» **PARTS OF THE EXERCISE**
1: Reproduce the Great Dane puppies thread word for word, from "Rescuer keep on" to "to breed again.".
2: In the Great Dane puppies thread, why does Jackson'sMom guess that not many people want to adopt these puppies? Answer in one to three sentences.

» **DOCUMENT SEGMENT**
>> START

# Great Dane puppies in Ohio



## T&T (Feb 28, 2008)

I feel SICK


So ...
BYB will just keep on breeding
And ...
Rescuer keep on rescuing ???


----------



## mylissyk (Feb 25, 2007)

How many puppies total did the three females have? 16 left out of three litters, I seriously hope the "breeder" decides it did not generate enough income for the trouble and decides not to breed again.

There is a Dane rescue in North Texas, but I'm sure that's too far to transport puppies.


----------



## BeauShel (May 20, 2007)

bumping up


----------



## LOVEisGOLDEN (Jan 4, 2008)

how pitiful! I hope they are surrendered & find good homes.


----------



## Jackson'sMom (Oct 13, 2007)

I guess in this economy, not too many people are looking to adopt a puppy that will reach 100+ pounds. I think they should take the 'breeder' out and shoot HER, not the puppies.

>> END

» **PROVIDED DATA**
>> START

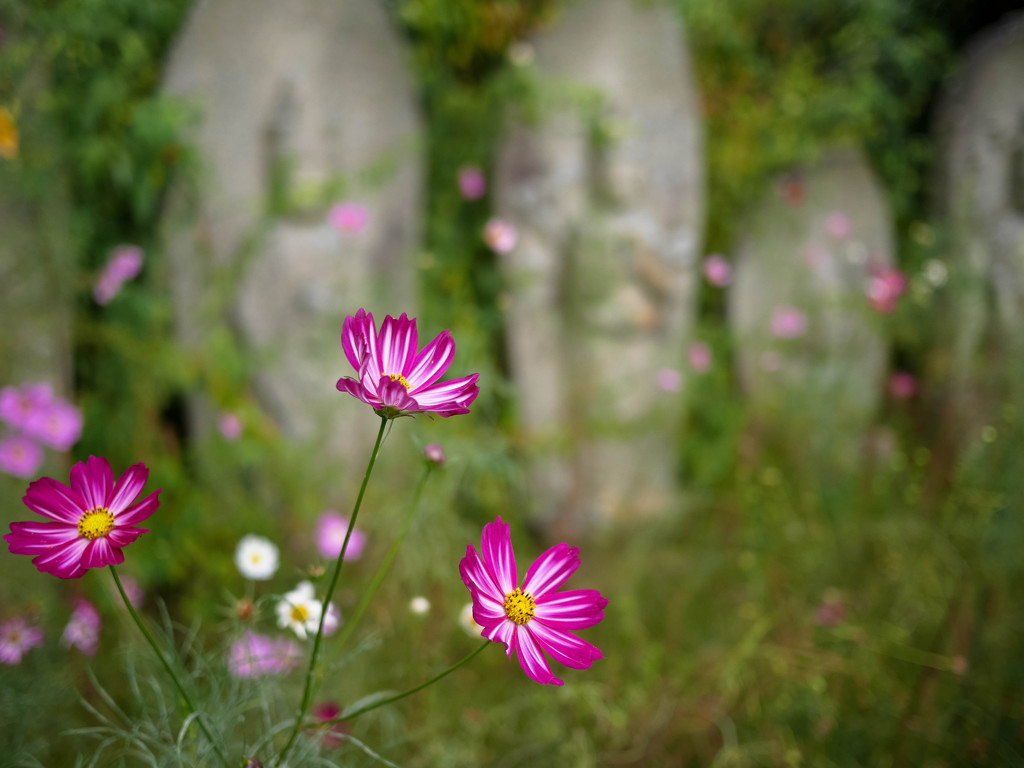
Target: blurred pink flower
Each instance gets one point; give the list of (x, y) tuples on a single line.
[(348, 218), (500, 236), (885, 286), (700, 356), (19, 457), (669, 380), (434, 453), (83, 629), (902, 385), (332, 733), (394, 379), (125, 262), (331, 527), (472, 182), (18, 404), (229, 425), (838, 225), (788, 323), (255, 655), (536, 617), (58, 425), (717, 270), (17, 637)]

>> END

» **TASK-BY-TASK RESULTS**
1:
Rescuer keep on rescuing ???


----------



## mylissyk (Feb 25, 2007)

How many puppies total did the three females have? 16 left out of three litters, I seriously hope the "breeder" decides it did not generate enough income for the trouble and decides not to breed again.

2: She points to the economy. She also notes that each puppy will grow to more than 100 pounds, and in that economy few people want to adopt a dog that large.